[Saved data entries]
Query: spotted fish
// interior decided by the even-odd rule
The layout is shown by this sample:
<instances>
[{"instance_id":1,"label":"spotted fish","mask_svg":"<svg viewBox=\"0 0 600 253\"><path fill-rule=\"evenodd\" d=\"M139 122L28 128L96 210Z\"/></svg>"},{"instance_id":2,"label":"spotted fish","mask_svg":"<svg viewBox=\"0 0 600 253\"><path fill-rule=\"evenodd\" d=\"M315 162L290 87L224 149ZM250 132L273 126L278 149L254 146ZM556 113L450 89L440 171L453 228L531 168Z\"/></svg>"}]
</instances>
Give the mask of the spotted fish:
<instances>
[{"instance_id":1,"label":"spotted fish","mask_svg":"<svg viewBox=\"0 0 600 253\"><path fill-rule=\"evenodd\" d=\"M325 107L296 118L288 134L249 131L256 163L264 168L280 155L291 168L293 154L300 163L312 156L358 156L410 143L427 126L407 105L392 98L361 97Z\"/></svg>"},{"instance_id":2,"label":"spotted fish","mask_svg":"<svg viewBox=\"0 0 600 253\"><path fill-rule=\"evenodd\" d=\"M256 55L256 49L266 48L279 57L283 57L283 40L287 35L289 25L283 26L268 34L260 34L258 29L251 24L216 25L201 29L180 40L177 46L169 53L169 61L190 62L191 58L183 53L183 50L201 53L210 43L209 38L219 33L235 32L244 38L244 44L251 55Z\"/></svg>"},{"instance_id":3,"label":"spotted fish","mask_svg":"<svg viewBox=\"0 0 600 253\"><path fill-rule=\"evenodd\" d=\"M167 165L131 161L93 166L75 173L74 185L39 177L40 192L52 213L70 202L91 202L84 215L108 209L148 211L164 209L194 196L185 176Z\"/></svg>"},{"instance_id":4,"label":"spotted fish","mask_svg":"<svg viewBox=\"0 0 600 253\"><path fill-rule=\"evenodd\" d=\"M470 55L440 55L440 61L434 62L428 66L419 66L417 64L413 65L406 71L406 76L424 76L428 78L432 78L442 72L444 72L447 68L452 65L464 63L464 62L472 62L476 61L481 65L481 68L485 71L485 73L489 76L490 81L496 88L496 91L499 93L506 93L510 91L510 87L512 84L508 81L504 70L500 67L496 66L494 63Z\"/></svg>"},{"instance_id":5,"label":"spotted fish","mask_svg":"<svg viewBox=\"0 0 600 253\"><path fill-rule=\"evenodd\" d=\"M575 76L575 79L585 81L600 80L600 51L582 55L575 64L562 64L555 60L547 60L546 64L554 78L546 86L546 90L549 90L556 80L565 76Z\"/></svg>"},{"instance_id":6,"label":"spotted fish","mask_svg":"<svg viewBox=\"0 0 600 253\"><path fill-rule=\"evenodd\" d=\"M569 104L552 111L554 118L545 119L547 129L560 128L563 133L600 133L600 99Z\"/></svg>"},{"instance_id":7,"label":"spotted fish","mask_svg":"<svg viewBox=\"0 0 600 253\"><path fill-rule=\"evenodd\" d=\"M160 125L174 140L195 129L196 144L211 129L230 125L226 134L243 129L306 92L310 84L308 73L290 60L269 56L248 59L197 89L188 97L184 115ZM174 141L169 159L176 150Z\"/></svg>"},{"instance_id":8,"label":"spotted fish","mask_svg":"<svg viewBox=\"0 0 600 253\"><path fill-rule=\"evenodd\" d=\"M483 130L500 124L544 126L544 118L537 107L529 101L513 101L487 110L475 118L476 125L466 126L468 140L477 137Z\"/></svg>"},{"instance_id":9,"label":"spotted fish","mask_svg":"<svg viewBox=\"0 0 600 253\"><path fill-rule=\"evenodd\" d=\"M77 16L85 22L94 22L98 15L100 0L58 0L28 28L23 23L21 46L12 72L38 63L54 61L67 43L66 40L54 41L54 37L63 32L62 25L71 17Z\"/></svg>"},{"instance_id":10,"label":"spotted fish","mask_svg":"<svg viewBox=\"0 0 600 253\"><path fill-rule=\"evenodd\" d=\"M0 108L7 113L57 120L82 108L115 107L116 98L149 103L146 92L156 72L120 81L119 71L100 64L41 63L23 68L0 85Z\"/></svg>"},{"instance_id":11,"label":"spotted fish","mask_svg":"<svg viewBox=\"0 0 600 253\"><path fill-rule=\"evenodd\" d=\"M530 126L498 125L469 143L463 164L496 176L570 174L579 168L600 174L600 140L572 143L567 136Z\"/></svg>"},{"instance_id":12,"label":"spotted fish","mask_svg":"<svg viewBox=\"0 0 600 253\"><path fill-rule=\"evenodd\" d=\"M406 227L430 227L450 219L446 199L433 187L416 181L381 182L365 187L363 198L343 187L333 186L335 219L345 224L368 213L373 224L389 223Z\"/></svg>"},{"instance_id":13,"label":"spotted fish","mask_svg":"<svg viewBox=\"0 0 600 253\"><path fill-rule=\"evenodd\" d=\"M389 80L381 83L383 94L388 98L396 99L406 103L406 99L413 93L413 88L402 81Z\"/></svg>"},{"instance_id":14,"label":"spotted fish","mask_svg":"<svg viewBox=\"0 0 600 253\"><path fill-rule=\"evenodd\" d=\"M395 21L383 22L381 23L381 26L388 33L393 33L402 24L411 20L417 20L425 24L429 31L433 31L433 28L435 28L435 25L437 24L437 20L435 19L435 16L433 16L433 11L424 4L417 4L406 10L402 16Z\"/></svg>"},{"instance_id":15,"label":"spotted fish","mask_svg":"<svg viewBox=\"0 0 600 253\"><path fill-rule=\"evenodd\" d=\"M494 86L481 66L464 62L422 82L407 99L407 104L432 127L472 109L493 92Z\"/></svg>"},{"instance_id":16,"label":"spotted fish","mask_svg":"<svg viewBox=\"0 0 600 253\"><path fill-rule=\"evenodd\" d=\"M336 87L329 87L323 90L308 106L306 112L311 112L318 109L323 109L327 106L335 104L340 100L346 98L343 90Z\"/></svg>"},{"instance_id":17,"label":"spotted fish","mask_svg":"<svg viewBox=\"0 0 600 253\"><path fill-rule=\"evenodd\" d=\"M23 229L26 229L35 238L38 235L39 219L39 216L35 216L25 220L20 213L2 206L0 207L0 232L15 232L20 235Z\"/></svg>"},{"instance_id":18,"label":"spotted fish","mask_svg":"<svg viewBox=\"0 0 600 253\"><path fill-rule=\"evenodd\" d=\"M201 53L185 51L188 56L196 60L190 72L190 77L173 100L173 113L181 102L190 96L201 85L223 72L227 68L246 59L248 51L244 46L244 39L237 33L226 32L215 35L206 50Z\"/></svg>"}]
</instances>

TASK DETAILS
Please transcribe the data shown above in full, exactly as it stands.

WRITTEN ANSWER
Query: spotted fish
// interior decided by the even-odd rule
The layout is shown by this sample:
<instances>
[{"instance_id":1,"label":"spotted fish","mask_svg":"<svg viewBox=\"0 0 600 253\"><path fill-rule=\"evenodd\" d=\"M139 122L28 128L96 210Z\"/></svg>"},{"instance_id":2,"label":"spotted fish","mask_svg":"<svg viewBox=\"0 0 600 253\"><path fill-rule=\"evenodd\" d=\"M315 162L290 87L224 149ZM250 132L273 126L278 149L254 146ZM556 113L450 89L440 171L453 228L531 168Z\"/></svg>"}]
</instances>
Give the mask of the spotted fish:
<instances>
[{"instance_id":1,"label":"spotted fish","mask_svg":"<svg viewBox=\"0 0 600 253\"><path fill-rule=\"evenodd\" d=\"M325 107L296 118L288 134L249 131L256 163L264 168L280 155L291 168L293 154L300 163L312 156L358 156L410 143L427 126L407 105L392 98L361 97Z\"/></svg>"},{"instance_id":2,"label":"spotted fish","mask_svg":"<svg viewBox=\"0 0 600 253\"><path fill-rule=\"evenodd\" d=\"M256 55L256 49L266 48L279 57L283 57L283 40L287 35L289 25L283 26L268 34L260 34L258 29L251 24L216 25L201 29L180 40L177 46L169 53L169 61L190 62L191 58L183 53L183 50L201 53L210 43L209 38L219 33L235 32L244 38L244 44L251 55Z\"/></svg>"},{"instance_id":3,"label":"spotted fish","mask_svg":"<svg viewBox=\"0 0 600 253\"><path fill-rule=\"evenodd\" d=\"M167 165L131 161L93 166L75 173L74 185L39 177L40 192L52 213L70 202L91 202L84 215L108 209L148 211L164 209L194 196L185 176Z\"/></svg>"},{"instance_id":4,"label":"spotted fish","mask_svg":"<svg viewBox=\"0 0 600 253\"><path fill-rule=\"evenodd\" d=\"M470 55L440 55L440 61L434 62L428 66L419 66L417 64L413 65L406 71L406 76L424 76L428 78L432 78L442 72L444 72L447 68L452 65L464 63L464 62L472 62L476 61L481 65L481 68L485 71L485 73L489 76L490 81L496 88L496 91L499 93L506 93L510 91L510 87L512 84L508 81L504 70L500 67L496 66L494 63Z\"/></svg>"},{"instance_id":5,"label":"spotted fish","mask_svg":"<svg viewBox=\"0 0 600 253\"><path fill-rule=\"evenodd\" d=\"M575 76L575 79L585 81L600 80L600 51L582 55L575 64L562 64L555 60L547 60L546 64L554 78L546 86L546 90L549 90L556 80L565 76Z\"/></svg>"},{"instance_id":6,"label":"spotted fish","mask_svg":"<svg viewBox=\"0 0 600 253\"><path fill-rule=\"evenodd\" d=\"M569 104L552 111L554 118L545 119L547 129L560 128L563 133L600 133L600 99Z\"/></svg>"},{"instance_id":7,"label":"spotted fish","mask_svg":"<svg viewBox=\"0 0 600 253\"><path fill-rule=\"evenodd\" d=\"M160 125L174 140L195 129L196 144L211 129L230 125L226 134L243 129L306 92L310 84L308 73L290 60L269 56L248 59L197 89L188 97L184 115ZM174 141L169 159L176 150Z\"/></svg>"},{"instance_id":8,"label":"spotted fish","mask_svg":"<svg viewBox=\"0 0 600 253\"><path fill-rule=\"evenodd\" d=\"M483 130L500 124L544 126L544 118L537 107L529 101L513 101L487 110L475 118L476 125L466 126L468 140L477 137Z\"/></svg>"},{"instance_id":9,"label":"spotted fish","mask_svg":"<svg viewBox=\"0 0 600 253\"><path fill-rule=\"evenodd\" d=\"M77 16L85 22L94 22L98 15L100 0L58 0L28 28L23 23L21 46L12 72L38 63L54 61L67 43L66 40L54 41L54 37L63 32L62 25L71 17Z\"/></svg>"},{"instance_id":10,"label":"spotted fish","mask_svg":"<svg viewBox=\"0 0 600 253\"><path fill-rule=\"evenodd\" d=\"M0 108L7 113L57 120L82 108L115 107L116 98L149 103L146 92L156 72L120 81L119 71L100 64L41 63L23 68L0 85Z\"/></svg>"},{"instance_id":11,"label":"spotted fish","mask_svg":"<svg viewBox=\"0 0 600 253\"><path fill-rule=\"evenodd\" d=\"M530 126L498 125L469 143L463 164L496 176L570 174L579 168L600 174L600 140L572 143L567 136Z\"/></svg>"},{"instance_id":12,"label":"spotted fish","mask_svg":"<svg viewBox=\"0 0 600 253\"><path fill-rule=\"evenodd\" d=\"M406 227L430 227L450 219L446 199L433 187L416 181L381 182L365 187L363 198L343 187L333 186L335 219L345 224L368 213L373 224L389 223Z\"/></svg>"},{"instance_id":13,"label":"spotted fish","mask_svg":"<svg viewBox=\"0 0 600 253\"><path fill-rule=\"evenodd\" d=\"M389 80L381 83L383 94L388 98L396 99L406 103L406 99L413 93L413 88L402 81Z\"/></svg>"},{"instance_id":14,"label":"spotted fish","mask_svg":"<svg viewBox=\"0 0 600 253\"><path fill-rule=\"evenodd\" d=\"M395 21L383 22L381 23L381 26L388 33L393 33L402 24L411 20L417 20L425 24L429 31L433 31L433 28L435 28L435 25L437 24L437 20L435 19L435 16L433 16L433 11L424 4L417 4L406 10L402 16Z\"/></svg>"},{"instance_id":15,"label":"spotted fish","mask_svg":"<svg viewBox=\"0 0 600 253\"><path fill-rule=\"evenodd\" d=\"M494 86L481 66L464 62L422 82L407 99L407 104L432 127L472 109L493 92Z\"/></svg>"},{"instance_id":16,"label":"spotted fish","mask_svg":"<svg viewBox=\"0 0 600 253\"><path fill-rule=\"evenodd\" d=\"M336 87L329 87L323 90L308 106L306 112L311 112L318 109L323 109L327 106L335 104L340 100L346 98L343 90Z\"/></svg>"},{"instance_id":17,"label":"spotted fish","mask_svg":"<svg viewBox=\"0 0 600 253\"><path fill-rule=\"evenodd\" d=\"M23 229L26 229L35 238L38 235L39 219L39 216L35 216L25 220L20 213L2 206L0 207L0 232L15 232L20 235Z\"/></svg>"},{"instance_id":18,"label":"spotted fish","mask_svg":"<svg viewBox=\"0 0 600 253\"><path fill-rule=\"evenodd\" d=\"M201 53L185 51L188 56L196 60L190 72L190 77L173 100L173 113L181 102L190 96L201 85L223 72L227 68L246 59L248 51L244 46L244 39L237 33L226 32L215 35L206 50Z\"/></svg>"}]
</instances>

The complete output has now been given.